■ Exercise task:
Give every line of the material below as a JSON list of strings, with one string per line and blank lines left out.

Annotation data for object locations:
· · · · · · ·

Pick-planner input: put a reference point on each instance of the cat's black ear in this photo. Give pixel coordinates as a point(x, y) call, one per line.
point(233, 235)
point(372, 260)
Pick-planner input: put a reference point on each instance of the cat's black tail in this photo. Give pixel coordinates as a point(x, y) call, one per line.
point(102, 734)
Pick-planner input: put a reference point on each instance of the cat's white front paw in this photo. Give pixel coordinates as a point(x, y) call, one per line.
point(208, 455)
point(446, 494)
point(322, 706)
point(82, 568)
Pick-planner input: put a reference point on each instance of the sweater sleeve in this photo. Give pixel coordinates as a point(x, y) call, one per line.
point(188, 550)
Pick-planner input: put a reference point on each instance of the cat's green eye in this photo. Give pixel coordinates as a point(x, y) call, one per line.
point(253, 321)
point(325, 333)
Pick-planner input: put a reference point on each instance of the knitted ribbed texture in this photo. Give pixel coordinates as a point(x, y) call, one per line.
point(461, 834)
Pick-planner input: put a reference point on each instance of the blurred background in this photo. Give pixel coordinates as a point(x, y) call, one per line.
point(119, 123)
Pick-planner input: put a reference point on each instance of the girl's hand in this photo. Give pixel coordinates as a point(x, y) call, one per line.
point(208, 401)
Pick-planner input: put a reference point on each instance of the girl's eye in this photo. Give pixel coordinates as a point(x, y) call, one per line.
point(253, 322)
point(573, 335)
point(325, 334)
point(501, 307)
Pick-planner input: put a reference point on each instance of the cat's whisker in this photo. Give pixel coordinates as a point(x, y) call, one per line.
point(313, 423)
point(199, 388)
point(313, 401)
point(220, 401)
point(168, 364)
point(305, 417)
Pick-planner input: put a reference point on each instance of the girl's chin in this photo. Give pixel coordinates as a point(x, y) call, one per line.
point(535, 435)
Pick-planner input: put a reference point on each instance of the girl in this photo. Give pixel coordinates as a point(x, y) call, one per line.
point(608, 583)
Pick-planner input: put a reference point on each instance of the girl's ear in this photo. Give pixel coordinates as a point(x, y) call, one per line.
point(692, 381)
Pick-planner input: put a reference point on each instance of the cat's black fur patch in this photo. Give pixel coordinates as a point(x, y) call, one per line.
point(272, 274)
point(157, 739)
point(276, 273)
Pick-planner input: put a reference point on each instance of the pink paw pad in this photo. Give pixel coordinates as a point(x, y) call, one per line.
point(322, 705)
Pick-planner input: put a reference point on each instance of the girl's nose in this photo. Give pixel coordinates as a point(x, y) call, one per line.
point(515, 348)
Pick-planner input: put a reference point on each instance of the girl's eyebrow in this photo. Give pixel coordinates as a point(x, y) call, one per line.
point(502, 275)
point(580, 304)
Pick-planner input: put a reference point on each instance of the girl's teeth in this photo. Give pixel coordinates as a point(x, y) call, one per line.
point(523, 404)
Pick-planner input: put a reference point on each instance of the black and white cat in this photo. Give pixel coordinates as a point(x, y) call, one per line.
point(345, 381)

· · · · · · ·

■ The response:
[
  "Pick-planner input: put a reference point on each instance of the cat's black ear in this photo. Give pixel coordinates as a point(x, y) call, one per line.",
  "point(233, 235)",
  "point(372, 260)",
  "Pick-planner input: put a reference point on each instance of the cat's black tail in this photo. Give pixel coordinates as a point(x, y) call, one per line.",
  "point(102, 734)",
  "Pick-planner input: put a reference point on each instance of the cat's white front paw in this photo. Give pixel coordinates as a point(x, y) call, one per line.",
  "point(208, 455)",
  "point(446, 494)",
  "point(322, 706)",
  "point(82, 568)",
  "Pick-planner input: put a reference point on each instance of the sweater sleeve in this photo. Give pixel coordinates as a point(x, y) call, one per line.",
  "point(188, 550)",
  "Pick-planner input: put a reference point on each instance of the cat's green eye in this photo. Give pixel coordinates as a point(x, y) call, one per line.",
  "point(253, 321)",
  "point(325, 333)",
  "Pick-planner input: put a reference point on each instance of the knitted ribbed texture in this photo. Give pixel coordinates as a point(x, y) call, one per line.",
  "point(461, 834)",
  "Pick-planner input: put a reference point on each instance of the blurred background in this photo. Give pixel coordinates as a point(x, y) call, one per line.",
  "point(119, 123)",
  "Pick-planner input: put a reference point on each instance of the girl's hand in this photo. Give pixel coordinates as a point(x, y) call, one per line.",
  "point(208, 401)",
  "Pick-planner input: put a reference point on each instance of the girl's eye in this photo. Give pixel coordinates as a point(x, y) call, one per line.",
  "point(253, 322)",
  "point(573, 335)",
  "point(325, 334)",
  "point(501, 307)",
  "Pick-planner input: put a reference point on each instance of the cat's whisker in this photo. Give pixel coordinates as a point(x, y) call, one per line.",
  "point(313, 423)",
  "point(199, 388)",
  "point(313, 401)",
  "point(220, 401)",
  "point(168, 364)",
  "point(305, 417)",
  "Pick-planner input: put a reference point on each instance of the girl's chin in this photo. Give pixel coordinates as a point(x, y) call, one per line.",
  "point(535, 435)",
  "Pick-planner input: put a reference point on each instance of the girl in this photo. Give pixel coordinates as a point(x, y) call, one per line.",
  "point(608, 583)",
  "Pick-planner input: put a reference point on each instance of the girl's ear in this photo. Give pixel coordinates as a point(x, y) call, one per line.",
  "point(692, 381)",
  "Pick-planner input: put a reference point on each instance of the cat's black fur patch in this photo. Give pixel coordinates as a point(x, y) call, one per line.",
  "point(272, 274)",
  "point(157, 739)",
  "point(276, 273)",
  "Pick-planner input: put a reference point on each instance of the pink paw pad in this photo. Give pixel coordinates as a point(x, y) call, one per line.",
  "point(322, 705)",
  "Pick-planner input: put a reference point on each instance of the girl's nose in this photo. Give pixel coordinates as a point(x, y) call, one per line.",
  "point(515, 348)",
  "Pick-planner input: put a reference point on each instance of the girl's eyebrow in this photo. Give pixel coordinates as a point(x, y) call, one per line.",
  "point(502, 275)",
  "point(580, 304)",
  "Pick-planner input: put a reference point on each instance of the girl's teeth in this photo. Give pixel coordinates as a point(x, y) call, one per line.",
  "point(523, 404)",
  "Pick-planner input: put a reference point on each instance of the black and white cat in this photo. Give pixel coordinates as a point(x, y) call, one per line.",
  "point(345, 381)"
]